Identify every line in the data that contains the word "face" and copy each of those lines.

Entries from a collection:
-- START --
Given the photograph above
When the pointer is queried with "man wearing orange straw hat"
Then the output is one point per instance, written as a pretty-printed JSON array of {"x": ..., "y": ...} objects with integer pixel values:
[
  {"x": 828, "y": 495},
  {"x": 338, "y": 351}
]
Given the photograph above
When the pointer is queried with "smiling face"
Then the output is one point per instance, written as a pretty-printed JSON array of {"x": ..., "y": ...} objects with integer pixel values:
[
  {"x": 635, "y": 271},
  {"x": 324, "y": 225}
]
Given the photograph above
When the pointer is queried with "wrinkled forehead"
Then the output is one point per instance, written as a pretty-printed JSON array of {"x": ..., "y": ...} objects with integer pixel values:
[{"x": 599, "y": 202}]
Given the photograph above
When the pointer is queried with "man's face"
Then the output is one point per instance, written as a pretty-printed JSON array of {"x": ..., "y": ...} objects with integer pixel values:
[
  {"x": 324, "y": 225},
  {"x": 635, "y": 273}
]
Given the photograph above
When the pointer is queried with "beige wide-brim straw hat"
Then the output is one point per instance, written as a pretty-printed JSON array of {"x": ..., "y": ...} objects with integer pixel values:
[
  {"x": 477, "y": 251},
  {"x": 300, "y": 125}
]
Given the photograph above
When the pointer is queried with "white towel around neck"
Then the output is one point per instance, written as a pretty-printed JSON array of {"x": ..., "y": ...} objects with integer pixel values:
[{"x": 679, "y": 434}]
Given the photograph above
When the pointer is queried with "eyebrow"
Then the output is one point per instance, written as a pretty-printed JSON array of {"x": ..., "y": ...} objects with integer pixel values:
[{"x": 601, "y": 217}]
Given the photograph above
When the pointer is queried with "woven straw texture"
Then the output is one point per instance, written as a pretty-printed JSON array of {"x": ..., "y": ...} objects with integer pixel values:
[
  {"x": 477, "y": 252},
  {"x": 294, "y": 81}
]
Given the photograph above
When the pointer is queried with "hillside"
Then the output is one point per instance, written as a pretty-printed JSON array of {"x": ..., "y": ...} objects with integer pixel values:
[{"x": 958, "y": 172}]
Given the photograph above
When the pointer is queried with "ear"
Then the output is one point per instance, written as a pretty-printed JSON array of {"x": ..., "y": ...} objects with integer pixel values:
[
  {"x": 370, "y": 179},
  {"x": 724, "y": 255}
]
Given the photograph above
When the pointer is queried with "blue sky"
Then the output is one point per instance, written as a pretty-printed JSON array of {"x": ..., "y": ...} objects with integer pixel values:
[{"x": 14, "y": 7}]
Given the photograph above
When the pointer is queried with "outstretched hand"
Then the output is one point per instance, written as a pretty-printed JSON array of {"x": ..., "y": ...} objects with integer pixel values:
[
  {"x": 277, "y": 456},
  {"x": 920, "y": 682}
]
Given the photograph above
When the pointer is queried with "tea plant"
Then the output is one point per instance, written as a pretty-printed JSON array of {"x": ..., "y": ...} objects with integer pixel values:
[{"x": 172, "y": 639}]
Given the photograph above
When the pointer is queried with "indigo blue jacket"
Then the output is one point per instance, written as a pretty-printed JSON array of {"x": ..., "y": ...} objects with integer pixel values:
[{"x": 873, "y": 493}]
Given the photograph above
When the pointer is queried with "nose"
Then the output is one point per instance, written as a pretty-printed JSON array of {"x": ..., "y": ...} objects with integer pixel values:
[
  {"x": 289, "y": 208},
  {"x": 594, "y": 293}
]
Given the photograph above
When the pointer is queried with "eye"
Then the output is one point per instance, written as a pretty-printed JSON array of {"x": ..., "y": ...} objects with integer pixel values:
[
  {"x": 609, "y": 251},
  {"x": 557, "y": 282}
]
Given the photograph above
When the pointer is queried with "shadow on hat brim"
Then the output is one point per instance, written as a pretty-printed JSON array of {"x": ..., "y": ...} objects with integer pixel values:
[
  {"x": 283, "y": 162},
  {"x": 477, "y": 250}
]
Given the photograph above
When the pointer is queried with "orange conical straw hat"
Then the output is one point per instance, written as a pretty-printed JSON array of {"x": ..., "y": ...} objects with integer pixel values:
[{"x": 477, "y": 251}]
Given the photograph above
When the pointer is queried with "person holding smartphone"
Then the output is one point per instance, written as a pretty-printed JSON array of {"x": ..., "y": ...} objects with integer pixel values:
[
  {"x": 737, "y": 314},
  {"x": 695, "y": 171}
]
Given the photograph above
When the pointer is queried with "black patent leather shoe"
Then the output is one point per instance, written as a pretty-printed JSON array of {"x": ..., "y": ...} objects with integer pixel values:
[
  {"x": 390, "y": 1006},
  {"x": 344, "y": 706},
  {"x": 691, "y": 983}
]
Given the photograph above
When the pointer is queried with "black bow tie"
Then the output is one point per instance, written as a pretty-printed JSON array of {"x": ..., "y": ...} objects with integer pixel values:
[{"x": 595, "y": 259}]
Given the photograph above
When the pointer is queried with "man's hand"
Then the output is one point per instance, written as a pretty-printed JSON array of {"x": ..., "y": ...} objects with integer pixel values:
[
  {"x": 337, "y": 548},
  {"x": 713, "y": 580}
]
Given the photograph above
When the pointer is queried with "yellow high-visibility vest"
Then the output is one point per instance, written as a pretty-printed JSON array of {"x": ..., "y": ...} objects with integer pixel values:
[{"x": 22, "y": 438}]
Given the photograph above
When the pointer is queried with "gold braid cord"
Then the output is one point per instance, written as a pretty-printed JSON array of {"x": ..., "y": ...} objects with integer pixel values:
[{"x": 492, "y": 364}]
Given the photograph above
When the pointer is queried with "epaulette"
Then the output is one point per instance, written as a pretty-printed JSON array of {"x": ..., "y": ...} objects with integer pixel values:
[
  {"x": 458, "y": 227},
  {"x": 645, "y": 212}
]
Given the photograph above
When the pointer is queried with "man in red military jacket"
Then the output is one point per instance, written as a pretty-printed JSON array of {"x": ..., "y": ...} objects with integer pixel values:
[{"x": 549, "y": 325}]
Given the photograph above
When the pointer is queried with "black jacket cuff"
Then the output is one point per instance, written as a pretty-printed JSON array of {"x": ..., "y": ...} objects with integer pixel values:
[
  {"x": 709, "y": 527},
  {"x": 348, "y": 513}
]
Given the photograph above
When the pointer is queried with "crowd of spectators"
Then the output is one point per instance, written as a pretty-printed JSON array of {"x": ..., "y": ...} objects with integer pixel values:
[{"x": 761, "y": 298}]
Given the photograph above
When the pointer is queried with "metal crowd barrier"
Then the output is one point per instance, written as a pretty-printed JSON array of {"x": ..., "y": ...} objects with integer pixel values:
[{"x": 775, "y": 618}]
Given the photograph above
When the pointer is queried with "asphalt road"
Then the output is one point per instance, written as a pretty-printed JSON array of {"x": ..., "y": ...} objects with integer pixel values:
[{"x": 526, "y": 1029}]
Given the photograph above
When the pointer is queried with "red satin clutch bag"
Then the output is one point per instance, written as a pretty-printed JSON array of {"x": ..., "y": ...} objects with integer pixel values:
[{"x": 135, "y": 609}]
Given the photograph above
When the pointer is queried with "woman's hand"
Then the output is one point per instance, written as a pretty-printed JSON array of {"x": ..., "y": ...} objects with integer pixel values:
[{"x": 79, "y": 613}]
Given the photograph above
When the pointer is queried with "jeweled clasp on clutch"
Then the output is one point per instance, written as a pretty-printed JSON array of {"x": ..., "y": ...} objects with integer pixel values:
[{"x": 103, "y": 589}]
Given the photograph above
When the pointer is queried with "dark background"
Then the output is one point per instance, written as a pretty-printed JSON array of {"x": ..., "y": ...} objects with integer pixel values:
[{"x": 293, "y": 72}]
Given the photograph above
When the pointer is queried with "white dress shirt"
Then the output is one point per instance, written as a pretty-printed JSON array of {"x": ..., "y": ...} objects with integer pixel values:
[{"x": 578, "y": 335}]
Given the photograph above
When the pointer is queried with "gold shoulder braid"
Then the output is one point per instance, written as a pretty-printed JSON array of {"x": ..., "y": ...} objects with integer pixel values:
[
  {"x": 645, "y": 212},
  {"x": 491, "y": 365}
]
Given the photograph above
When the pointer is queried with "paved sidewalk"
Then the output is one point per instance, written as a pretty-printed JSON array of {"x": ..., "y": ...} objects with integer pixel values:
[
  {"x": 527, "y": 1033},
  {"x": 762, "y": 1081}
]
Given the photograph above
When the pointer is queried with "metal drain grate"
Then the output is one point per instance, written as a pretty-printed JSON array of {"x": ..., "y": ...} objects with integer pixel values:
-- END --
■ Answer to this task
When the pointer is queried with "smiling face"
When the pointer is queried with "man's face"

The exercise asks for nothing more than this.